Given text:

If it was a case that the Jamaican selection rules mandated him to run both the 100m and 200m events at the trails in order to make the team to Rio, Bolt would have run, and he would have won both events.
As far as his overall readiness goes, his erudite coach, Glen Mills said it clearly: the sprint superstar simply needs to be fully prepared for the 100m and he will also be unbeatable in the 200m.
That points to how dominant he is in his pet event.
Bolt's naturally superior speed and power make him better equipped to compensate for any technical imperfections that arise in his race execution in the longer sprint, which makes the fact that he is heading into Rio with only one 200m race under his belt for the entire season of little or no concern.
If you really consider Bolt's 19.89 run in London and the fact that his first 200m race in Rio will come after he competes in the 100m rounds and final, he could easily run himself into 19.4 or 19.3 shape by the time the 200m final comes around.
Despite the little exchange of words between Bolt and the Americans Justin Gatlin and Mike Rogers over his withdrawal from the Jamaican trials, following comments, which Bolt said made him feel "disrespected", the magnitude of the sprint clashes that await has diminished compared to last year in the build-up to the World Championships.
The way now seems crystal clear for Bolt to easily defend all his sprint titles.
History suggests that Bolt performs best when his dominance is threatened, but he is far enough ahead of his peers to beat them all with minimal motivation.

Written problem A:
Rewrite everything from "As far as his" down to "or no concern." in the passage about Bolt, changing "pet event" to "favorite event".
Written problem B:
According to the passage about Bolt, who is his coach?

Data records:

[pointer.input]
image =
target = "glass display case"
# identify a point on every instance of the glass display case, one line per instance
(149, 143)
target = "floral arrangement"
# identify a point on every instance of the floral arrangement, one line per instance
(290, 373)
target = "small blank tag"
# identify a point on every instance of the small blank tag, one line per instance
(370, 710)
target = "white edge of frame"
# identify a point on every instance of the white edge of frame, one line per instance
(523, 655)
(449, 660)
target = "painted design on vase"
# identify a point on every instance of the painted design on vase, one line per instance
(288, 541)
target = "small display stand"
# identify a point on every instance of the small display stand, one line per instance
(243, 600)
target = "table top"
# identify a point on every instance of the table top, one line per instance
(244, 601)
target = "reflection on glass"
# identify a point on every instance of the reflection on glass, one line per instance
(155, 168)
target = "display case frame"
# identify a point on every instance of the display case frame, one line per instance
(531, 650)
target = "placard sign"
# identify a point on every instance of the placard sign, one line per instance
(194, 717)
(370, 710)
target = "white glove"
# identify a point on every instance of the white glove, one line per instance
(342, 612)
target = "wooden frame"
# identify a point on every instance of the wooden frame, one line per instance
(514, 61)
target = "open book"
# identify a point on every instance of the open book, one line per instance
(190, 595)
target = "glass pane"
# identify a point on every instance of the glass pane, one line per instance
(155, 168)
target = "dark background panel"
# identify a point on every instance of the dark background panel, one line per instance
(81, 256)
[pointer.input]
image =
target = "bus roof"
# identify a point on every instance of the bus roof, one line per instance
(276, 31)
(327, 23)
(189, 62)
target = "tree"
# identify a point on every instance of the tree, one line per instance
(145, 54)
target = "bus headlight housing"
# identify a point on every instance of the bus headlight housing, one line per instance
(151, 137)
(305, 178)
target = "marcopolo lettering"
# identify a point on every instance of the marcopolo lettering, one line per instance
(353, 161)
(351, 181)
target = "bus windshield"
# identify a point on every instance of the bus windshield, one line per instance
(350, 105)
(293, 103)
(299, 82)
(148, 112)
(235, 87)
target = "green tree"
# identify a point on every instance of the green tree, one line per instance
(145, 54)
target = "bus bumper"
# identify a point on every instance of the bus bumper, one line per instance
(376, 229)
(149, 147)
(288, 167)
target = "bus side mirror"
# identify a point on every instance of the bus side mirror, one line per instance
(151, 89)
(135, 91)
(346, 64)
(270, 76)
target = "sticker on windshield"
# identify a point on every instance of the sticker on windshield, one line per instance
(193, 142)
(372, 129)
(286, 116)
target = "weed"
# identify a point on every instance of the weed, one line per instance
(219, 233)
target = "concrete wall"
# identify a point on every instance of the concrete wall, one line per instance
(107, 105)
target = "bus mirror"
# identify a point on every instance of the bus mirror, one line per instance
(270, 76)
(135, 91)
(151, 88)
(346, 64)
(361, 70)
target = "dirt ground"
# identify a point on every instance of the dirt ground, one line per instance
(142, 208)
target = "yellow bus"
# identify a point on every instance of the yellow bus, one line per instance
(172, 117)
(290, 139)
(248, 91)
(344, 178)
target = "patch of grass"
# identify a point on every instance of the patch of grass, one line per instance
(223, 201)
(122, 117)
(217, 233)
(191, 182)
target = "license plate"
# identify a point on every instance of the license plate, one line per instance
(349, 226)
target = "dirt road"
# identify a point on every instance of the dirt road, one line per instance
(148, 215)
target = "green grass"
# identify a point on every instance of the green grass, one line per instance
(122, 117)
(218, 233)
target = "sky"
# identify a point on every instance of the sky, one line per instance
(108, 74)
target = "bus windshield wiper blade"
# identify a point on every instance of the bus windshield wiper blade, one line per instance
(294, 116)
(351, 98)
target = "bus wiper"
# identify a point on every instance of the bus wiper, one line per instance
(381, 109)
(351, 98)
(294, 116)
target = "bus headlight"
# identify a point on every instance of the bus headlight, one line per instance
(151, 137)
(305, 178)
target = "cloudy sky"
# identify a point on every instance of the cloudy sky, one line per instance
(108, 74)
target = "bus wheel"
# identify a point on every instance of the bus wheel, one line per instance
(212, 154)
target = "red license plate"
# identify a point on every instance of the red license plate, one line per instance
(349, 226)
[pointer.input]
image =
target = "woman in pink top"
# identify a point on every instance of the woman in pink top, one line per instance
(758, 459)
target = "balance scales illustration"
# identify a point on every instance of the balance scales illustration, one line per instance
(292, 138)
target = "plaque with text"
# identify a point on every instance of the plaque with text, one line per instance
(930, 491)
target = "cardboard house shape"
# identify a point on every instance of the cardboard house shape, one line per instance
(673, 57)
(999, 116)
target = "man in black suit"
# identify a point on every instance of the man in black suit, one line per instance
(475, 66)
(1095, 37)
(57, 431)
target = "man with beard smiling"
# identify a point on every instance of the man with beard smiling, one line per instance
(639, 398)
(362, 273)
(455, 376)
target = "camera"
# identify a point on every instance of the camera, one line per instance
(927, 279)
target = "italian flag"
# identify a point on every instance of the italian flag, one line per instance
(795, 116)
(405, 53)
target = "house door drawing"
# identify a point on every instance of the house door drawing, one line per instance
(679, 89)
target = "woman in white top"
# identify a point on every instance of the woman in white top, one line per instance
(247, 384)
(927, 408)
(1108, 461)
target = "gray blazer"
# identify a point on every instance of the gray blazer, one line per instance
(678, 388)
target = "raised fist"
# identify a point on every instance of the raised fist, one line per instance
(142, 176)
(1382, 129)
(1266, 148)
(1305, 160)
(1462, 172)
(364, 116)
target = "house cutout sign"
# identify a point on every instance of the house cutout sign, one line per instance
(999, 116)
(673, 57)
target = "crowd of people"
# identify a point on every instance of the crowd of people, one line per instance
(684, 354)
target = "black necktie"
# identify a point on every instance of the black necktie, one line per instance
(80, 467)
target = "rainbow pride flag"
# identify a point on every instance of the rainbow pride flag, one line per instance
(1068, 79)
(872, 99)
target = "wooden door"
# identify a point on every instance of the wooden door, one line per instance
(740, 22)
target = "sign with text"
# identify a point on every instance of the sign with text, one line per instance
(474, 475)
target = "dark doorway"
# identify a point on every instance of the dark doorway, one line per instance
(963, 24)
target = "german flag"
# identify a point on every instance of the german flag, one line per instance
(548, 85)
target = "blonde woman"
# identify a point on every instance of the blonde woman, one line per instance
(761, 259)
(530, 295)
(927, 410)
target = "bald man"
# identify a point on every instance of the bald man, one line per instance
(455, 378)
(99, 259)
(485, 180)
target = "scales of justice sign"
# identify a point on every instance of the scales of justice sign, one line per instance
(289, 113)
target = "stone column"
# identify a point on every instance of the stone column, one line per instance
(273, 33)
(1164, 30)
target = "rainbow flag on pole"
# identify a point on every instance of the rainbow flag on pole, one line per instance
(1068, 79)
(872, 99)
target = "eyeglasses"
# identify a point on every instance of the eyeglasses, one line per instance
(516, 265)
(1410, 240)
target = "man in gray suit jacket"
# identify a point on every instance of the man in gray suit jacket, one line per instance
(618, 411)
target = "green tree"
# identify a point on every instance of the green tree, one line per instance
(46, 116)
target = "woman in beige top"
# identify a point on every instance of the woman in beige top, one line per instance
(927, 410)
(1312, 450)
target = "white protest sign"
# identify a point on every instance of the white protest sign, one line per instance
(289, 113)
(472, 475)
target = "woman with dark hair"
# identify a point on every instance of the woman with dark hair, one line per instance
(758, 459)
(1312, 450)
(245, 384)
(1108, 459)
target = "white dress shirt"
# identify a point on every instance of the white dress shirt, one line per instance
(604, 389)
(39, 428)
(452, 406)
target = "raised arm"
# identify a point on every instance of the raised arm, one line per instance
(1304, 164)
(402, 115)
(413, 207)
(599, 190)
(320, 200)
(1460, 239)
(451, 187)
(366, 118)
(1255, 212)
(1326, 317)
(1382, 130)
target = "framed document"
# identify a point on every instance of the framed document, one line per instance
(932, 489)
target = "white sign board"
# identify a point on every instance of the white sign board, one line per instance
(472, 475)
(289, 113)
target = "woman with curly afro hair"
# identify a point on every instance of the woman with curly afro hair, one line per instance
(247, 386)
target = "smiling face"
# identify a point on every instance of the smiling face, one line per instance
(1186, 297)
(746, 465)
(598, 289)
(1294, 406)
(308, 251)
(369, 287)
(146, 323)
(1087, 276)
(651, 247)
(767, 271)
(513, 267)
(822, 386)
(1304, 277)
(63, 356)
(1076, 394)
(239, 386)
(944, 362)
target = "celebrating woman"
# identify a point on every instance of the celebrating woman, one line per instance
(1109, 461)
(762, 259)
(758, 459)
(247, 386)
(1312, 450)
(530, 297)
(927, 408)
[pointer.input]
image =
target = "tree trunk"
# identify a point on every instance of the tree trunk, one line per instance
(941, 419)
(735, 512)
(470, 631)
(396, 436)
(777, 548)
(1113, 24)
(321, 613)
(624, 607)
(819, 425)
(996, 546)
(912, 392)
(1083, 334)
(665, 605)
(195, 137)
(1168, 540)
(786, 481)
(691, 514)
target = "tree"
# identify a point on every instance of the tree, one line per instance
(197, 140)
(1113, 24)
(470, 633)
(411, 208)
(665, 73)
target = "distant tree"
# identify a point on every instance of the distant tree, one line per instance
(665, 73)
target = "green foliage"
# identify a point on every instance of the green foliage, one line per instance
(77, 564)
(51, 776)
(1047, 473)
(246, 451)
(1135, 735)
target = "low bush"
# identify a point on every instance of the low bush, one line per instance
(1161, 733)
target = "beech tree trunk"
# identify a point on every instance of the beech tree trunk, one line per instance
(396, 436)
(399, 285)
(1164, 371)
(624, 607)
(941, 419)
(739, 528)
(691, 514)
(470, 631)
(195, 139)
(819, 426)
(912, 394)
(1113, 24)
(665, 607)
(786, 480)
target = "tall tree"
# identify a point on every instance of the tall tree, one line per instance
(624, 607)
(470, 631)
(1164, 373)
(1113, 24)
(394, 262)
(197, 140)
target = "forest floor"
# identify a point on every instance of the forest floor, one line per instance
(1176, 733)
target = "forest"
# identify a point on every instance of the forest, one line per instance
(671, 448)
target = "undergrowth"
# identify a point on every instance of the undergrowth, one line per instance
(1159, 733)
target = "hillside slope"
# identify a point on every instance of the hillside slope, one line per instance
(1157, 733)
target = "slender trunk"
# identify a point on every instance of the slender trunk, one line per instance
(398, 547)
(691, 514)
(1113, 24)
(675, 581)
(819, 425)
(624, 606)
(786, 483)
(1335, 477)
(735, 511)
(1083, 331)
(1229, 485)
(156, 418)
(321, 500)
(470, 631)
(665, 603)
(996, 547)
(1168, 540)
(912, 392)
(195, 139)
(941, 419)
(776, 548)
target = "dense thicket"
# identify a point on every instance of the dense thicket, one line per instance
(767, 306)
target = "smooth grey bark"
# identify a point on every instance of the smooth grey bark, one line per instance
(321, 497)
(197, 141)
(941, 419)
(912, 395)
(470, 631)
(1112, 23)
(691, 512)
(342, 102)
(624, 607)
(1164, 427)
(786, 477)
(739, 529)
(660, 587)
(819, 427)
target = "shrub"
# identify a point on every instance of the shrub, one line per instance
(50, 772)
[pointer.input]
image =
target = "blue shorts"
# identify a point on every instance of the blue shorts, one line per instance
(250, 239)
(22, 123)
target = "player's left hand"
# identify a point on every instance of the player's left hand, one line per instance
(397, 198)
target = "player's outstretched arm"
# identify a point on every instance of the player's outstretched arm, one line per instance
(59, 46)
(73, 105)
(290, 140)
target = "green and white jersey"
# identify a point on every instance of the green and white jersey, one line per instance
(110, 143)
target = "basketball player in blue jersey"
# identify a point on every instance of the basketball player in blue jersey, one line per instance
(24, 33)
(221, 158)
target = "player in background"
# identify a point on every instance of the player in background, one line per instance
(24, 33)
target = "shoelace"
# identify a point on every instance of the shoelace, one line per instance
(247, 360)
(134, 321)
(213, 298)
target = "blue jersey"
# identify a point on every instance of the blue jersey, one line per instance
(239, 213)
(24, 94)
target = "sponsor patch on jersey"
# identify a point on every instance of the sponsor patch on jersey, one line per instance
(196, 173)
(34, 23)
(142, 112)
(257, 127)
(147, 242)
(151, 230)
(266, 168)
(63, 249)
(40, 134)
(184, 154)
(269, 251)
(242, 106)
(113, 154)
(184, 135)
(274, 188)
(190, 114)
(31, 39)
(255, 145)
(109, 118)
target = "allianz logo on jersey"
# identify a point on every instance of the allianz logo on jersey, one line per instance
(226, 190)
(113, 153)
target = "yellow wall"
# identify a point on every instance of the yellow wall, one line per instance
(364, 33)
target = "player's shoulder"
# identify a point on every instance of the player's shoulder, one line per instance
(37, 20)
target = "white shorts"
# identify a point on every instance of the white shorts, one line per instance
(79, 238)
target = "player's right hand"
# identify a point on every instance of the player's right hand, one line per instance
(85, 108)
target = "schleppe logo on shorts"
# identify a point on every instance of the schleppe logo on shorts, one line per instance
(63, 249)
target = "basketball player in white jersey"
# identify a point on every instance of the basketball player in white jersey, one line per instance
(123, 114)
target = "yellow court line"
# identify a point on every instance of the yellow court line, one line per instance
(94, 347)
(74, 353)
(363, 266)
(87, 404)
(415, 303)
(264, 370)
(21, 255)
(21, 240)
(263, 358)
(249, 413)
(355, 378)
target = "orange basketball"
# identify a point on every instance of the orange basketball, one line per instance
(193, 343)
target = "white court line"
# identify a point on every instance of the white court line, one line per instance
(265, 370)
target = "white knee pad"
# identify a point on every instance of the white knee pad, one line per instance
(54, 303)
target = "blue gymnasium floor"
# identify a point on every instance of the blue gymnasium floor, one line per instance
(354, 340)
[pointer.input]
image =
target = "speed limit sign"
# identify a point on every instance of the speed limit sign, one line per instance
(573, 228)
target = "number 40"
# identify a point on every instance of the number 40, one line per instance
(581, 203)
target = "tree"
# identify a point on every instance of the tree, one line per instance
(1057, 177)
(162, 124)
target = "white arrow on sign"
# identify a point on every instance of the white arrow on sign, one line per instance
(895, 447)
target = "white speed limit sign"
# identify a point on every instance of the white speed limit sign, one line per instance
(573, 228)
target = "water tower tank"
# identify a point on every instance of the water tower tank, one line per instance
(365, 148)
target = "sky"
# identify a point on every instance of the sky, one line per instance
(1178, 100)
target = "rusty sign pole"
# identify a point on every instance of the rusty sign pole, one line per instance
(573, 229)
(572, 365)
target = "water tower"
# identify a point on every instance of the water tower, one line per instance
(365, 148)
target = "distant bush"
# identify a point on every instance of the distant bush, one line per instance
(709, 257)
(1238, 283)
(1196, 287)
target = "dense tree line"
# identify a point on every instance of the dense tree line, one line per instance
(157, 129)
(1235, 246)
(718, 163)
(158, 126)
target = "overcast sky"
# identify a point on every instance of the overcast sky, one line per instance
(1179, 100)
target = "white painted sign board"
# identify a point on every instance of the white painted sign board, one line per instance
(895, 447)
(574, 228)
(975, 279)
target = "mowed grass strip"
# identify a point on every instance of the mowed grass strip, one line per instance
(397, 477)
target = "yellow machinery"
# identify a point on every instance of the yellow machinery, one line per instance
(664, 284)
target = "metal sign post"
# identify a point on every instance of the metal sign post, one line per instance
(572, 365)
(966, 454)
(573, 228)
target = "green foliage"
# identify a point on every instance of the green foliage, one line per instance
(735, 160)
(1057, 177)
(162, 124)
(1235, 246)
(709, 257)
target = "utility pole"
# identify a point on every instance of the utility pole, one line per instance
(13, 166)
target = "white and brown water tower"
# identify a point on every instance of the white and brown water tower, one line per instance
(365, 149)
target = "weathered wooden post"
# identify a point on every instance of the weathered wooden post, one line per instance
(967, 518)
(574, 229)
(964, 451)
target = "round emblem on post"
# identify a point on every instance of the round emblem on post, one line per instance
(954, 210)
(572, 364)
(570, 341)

Full response A:
As far as his overall readiness goes, his erudite coach, Glen Mills said it clearly: the sprint superstar simply needs to be fully prepared for the 100m and he will also be unbeatable in the 200m.
That points to how dominant he is in his favorite event.
Bolt's naturally superior speed and power make him better equipped to compensate for any technical imperfections that arise in his race execution in the longer sprint, which makes the fact that he is heading into Rio with only one 200m race under his belt for the entire season of little or no concern.

Full response B:
Glen Mills